Stated task:
Find each line in the listing that contains the word "vegetation", and copy those lines.
• • •
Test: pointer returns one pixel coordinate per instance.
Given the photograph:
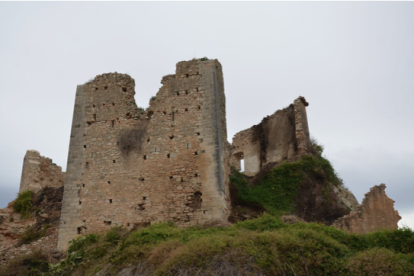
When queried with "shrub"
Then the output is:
(23, 203)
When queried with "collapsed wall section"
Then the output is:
(132, 167)
(375, 212)
(39, 172)
(281, 136)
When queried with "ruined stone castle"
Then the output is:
(171, 162)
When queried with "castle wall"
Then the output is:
(167, 163)
(375, 212)
(39, 172)
(281, 136)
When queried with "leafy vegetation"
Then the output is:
(23, 204)
(263, 246)
(277, 189)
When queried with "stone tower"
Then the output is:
(127, 166)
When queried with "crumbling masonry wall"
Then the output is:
(174, 171)
(375, 212)
(281, 136)
(39, 172)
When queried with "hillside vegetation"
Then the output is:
(261, 246)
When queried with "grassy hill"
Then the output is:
(264, 245)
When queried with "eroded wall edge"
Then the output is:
(70, 220)
(375, 212)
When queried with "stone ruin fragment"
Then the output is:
(375, 212)
(171, 162)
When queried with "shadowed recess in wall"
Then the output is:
(131, 139)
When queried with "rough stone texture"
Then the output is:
(175, 167)
(39, 172)
(346, 197)
(281, 136)
(48, 203)
(375, 212)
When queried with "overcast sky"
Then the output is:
(353, 61)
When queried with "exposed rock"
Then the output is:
(291, 219)
(375, 212)
(12, 226)
(346, 197)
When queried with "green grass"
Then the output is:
(264, 245)
(23, 204)
(277, 190)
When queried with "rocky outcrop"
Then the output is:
(375, 212)
(46, 210)
(12, 226)
(346, 197)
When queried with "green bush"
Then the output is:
(277, 189)
(23, 203)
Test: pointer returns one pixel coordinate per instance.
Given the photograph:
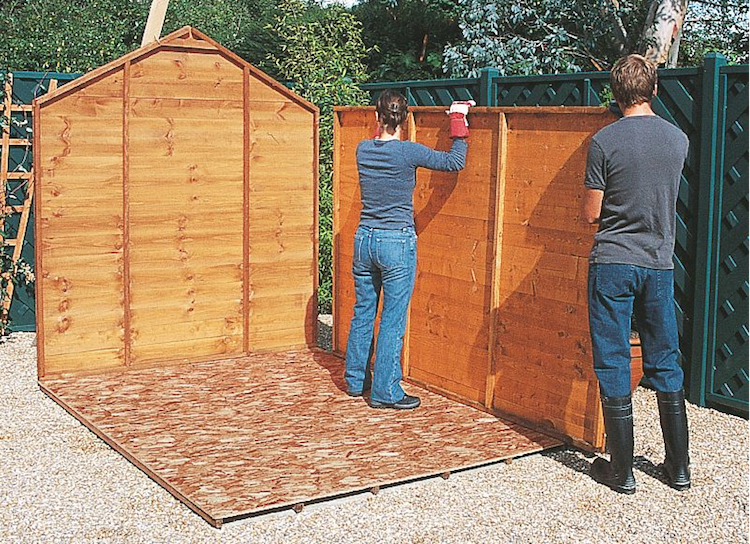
• • •
Written response:
When queried with "leafy vegetation"
When queried with "hillside vegetation"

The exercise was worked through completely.